VORGEGEBENER TEXT:
+---+

Doch irgendwann sind alle Aufgaben erledigt, alle Bücher gelesen, alle Spiele gespielt. „Mir war richtig langweilig“ erzählt Are. Also hat er sich zusammen mit seiner Mutter hingesetzt – und ein Kinderbuch geschrieben.
Vor dem Schreiben steht die Recherche
Wie bitte? „Das hat sich so ergeben“, erzählt der Zehnjährige. Seine Mutter habe die Idee gehabt, er fand den Einfall gut. Aber worum soll es in dem Buch gehen? Und viel wichtiger: Wie macht man das überhaupt?
„Wir haben uns dann erst einmal überlegt, für wen das Buch sein soll“, sagt Rhea Tinkhauser. Die Antwort war schnell gefunden – für Kinder in Ares Alter. Also Viertklässler. „Dann haben wir uns schlau gemacht, wie man so ein Buch aufbaut, wie ein Spannungsbogen funktioniert und wie man am besten für Kinder schreibt.“
Eigene Erfahrungen verarbeitet
Dann ging es um die Geschichte selbst: Auch die Idee kam den beiden recht schnell: „Wir haben einfach unsere eigenen Erfahrungen mit der Pandemie, der Quarantäne und den Lockdowns als Grundlage genommen.“
Schließlich brauchte es noch Figuren: Hauptcharakter ist nun Hannah, eine Zehnjährige, die mit ihren Eltern und dem großen Bruder Maxe in Chile lebt. Die Kinder wollen sich von den Coronamaßnahmen nicht unterkriegen lassen und beginnen damit, ihre Freizeit zu Hause kreativ und bunt zu gestalten.
So wird etwa das Kinderzimmer zur steinzeitlichen Höhle und ehe sich die beiden versehen, machen auch die Eltern mit. Oder es geht ab ins Raumschiff. Und wieder sind die Eltern dabei. „Die Kinder geben Gas und die Eltern ziehen mit“, sagt Co-Autorin Rhea Tinkhauser lachend.
Buch soll optimistisch stimmen
„Zwischendurch konnten wir uns ja auch mit anderen Kindern treffen“, blickt Are zurück, „und dahabe ich gemerkt, dass es nicht allen so gut geht.“ Deswegen, „soll das Buch ein wenig vermitteln, dass man jeder schwierigen zeit auch etwas Gutes abgewinnen kann“, ergänzt seine Mutter.

+---+

BEREITGESTELLTE ZEILEN:
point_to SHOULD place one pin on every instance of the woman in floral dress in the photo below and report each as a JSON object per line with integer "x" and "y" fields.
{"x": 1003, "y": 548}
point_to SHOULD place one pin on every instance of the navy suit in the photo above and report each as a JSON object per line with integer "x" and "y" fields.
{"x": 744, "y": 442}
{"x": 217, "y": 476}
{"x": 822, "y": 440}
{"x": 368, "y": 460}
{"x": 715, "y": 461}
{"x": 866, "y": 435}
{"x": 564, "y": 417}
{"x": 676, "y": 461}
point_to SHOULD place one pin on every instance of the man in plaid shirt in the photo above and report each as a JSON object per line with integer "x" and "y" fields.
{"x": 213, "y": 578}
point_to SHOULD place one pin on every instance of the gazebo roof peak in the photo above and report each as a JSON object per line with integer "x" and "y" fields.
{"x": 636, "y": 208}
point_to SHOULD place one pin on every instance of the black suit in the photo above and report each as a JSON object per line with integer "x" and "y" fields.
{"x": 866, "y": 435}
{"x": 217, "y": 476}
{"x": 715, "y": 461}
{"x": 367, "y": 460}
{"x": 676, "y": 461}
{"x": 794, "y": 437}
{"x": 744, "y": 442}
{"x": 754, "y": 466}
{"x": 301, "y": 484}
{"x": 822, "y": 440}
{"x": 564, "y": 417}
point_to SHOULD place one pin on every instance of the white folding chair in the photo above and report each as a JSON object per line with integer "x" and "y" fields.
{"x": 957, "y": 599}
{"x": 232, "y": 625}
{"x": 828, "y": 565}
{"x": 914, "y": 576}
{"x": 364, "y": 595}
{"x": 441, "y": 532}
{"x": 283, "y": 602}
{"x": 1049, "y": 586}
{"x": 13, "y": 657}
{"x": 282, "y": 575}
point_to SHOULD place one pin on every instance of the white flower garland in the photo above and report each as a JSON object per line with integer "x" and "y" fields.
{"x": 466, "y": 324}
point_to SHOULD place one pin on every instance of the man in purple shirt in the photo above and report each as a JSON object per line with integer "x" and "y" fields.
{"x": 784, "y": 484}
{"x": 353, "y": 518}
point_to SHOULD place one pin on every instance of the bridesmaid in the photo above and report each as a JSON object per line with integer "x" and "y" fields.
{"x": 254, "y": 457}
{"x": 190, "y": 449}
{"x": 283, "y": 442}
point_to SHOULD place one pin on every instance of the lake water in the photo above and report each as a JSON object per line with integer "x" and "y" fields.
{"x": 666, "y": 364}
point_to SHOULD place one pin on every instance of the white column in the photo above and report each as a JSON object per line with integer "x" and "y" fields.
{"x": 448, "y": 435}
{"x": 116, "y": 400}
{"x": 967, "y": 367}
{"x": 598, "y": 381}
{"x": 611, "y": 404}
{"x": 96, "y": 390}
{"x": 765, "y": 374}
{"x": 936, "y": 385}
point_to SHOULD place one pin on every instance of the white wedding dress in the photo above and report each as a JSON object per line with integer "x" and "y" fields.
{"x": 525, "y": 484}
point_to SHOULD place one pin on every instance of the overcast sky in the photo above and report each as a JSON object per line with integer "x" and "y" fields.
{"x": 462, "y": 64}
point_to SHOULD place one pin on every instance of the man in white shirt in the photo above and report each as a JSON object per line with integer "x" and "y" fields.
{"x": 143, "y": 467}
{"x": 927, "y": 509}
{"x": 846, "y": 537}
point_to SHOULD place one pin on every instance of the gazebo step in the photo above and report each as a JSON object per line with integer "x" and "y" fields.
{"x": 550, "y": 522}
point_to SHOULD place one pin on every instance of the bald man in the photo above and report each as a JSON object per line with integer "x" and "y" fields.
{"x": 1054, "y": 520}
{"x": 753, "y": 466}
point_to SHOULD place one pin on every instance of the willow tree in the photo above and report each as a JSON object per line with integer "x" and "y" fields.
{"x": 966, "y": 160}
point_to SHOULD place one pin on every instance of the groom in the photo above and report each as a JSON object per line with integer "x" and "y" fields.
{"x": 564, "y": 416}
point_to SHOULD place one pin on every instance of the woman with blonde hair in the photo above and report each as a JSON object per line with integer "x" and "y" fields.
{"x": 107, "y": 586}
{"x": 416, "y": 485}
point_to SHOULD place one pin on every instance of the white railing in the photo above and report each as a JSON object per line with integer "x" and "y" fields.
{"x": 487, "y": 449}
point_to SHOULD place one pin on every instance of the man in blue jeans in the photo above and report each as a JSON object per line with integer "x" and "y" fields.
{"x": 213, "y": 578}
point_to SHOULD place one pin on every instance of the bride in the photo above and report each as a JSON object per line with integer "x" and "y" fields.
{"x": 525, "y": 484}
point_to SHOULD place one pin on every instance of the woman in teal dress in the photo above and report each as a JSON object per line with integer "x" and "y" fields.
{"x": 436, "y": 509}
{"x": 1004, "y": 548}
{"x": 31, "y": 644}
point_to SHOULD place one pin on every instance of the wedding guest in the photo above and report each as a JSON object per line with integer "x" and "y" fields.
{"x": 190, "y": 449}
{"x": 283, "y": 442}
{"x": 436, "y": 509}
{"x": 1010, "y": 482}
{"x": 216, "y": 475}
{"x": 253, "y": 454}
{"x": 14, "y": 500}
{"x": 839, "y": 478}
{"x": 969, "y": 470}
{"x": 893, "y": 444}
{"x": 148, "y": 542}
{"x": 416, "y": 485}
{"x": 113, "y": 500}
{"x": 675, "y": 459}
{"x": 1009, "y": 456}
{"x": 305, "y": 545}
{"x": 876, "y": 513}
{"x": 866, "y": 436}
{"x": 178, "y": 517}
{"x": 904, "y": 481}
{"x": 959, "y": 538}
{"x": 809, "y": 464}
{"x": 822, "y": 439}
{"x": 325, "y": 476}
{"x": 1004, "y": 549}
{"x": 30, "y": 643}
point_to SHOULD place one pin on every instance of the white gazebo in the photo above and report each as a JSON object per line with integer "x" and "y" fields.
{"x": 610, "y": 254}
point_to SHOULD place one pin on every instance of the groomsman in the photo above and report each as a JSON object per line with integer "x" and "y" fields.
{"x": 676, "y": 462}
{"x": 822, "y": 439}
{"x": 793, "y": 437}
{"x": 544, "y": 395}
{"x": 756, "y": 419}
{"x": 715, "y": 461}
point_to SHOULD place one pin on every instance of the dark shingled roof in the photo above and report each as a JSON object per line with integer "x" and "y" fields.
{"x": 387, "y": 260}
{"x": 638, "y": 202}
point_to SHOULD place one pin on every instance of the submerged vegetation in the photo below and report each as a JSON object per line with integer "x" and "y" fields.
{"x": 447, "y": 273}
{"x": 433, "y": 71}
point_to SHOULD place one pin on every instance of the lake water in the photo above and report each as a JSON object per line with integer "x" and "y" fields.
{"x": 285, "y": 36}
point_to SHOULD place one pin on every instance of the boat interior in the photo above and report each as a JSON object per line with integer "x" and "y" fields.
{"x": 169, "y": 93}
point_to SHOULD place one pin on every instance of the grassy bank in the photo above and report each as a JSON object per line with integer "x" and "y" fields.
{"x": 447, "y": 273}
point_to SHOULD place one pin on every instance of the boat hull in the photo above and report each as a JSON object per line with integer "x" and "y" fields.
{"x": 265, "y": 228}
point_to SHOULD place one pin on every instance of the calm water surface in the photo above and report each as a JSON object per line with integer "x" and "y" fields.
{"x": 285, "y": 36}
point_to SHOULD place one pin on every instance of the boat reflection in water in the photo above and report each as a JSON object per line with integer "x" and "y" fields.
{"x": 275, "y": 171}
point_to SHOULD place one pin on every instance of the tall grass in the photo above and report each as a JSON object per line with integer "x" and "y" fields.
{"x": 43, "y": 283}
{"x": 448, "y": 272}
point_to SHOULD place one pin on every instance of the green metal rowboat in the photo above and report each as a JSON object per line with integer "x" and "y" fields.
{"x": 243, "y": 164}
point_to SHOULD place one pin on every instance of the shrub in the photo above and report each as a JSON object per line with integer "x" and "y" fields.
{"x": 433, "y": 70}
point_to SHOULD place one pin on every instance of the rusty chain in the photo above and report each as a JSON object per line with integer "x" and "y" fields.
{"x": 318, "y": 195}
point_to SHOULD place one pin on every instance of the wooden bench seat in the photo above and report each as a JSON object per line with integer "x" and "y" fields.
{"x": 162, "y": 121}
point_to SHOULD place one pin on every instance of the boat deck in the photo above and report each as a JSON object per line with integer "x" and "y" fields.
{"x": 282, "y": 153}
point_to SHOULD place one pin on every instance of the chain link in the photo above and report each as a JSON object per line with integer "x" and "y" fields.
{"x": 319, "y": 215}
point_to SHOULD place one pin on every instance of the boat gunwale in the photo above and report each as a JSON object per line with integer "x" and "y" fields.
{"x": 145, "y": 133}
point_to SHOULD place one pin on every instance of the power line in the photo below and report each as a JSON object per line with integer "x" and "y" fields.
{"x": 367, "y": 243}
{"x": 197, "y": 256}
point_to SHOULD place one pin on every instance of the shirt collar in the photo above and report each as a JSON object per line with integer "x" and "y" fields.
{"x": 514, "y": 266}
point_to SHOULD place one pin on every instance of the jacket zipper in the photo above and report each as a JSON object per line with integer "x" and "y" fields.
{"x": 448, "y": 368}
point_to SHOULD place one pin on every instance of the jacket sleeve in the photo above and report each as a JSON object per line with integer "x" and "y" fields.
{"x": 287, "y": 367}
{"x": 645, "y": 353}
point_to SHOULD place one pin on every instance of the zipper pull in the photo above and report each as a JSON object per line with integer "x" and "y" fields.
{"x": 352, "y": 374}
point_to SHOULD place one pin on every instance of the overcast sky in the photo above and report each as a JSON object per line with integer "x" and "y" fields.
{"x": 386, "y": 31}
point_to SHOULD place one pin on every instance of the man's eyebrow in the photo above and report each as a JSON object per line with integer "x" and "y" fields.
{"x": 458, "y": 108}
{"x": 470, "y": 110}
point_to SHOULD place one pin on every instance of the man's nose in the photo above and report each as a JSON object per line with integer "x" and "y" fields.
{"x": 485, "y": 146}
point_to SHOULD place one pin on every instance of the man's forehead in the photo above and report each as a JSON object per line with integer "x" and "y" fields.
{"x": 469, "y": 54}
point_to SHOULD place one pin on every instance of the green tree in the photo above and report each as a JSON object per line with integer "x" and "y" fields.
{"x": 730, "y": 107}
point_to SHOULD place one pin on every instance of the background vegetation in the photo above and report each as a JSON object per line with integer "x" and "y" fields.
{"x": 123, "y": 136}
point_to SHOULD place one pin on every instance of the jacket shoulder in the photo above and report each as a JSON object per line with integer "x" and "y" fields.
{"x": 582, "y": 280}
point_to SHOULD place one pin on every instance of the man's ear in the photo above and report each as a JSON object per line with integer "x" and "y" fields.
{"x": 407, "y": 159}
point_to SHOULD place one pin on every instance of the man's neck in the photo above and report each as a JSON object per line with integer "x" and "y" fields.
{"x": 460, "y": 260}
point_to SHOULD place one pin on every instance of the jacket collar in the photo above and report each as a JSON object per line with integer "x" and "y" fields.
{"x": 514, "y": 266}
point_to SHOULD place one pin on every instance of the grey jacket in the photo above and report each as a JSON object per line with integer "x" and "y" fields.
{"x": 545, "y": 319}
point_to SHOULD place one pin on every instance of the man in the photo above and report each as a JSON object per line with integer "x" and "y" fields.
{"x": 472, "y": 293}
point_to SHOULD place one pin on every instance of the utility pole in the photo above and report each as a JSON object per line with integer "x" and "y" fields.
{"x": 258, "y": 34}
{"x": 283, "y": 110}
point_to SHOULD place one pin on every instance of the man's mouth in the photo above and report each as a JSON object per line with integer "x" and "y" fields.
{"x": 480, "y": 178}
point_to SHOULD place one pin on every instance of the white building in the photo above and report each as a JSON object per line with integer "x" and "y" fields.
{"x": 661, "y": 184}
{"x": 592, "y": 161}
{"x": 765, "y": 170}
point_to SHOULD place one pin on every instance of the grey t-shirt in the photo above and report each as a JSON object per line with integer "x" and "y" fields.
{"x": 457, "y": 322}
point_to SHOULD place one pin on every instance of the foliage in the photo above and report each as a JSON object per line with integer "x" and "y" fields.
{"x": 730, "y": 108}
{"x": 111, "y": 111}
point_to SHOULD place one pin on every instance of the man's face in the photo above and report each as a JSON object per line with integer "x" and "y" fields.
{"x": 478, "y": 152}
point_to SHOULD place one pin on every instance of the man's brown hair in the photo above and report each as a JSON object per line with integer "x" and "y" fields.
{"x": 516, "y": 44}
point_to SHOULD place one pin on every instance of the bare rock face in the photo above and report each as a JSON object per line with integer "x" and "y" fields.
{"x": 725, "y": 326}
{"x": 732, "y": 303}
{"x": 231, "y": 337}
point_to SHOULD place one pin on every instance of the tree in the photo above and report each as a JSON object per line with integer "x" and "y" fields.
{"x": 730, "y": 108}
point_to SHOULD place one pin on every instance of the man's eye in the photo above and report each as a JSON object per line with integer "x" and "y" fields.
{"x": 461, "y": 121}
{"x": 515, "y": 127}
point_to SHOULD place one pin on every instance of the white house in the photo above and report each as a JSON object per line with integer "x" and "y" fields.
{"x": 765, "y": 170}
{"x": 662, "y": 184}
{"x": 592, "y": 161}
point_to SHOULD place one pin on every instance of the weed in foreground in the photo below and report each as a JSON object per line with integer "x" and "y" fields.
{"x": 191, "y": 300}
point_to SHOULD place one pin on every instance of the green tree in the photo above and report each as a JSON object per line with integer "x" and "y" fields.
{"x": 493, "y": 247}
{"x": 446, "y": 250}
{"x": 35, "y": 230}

+---+

ZIEL DER AUFGABE: Schreib bitte aus dem Text über das Kinderbuch die Stelle von „Doch irgendwann sind“ bis einschließlich „man das überhaupt?“ wortgetreu ab. Die Zeilen haben mit dem Text über das Kinderbuch nichts zu tun.

ERGEBNIS DER ÜBUNG:
Doch irgendwann sind alle Aufgaben erledigt, alle Bücher gelesen, alle Spiele gespielt. „Mir war richtig langweilig“ erzählt Are. Also hat er sich zusammen mit seiner Mutter hingesetzt – und ein Kinderbuch geschrieben.
Vor dem Schreiben steht die Recherche
Wie bitte? „Das hat sich so ergeben“, erzählt der Zehnjährige. Seine Mutter habe die Idee gehabt, er fand den Einfall gut. Aber worum soll es in dem Buch gehen? Und viel wichtiger: Wie macht man das überhaupt?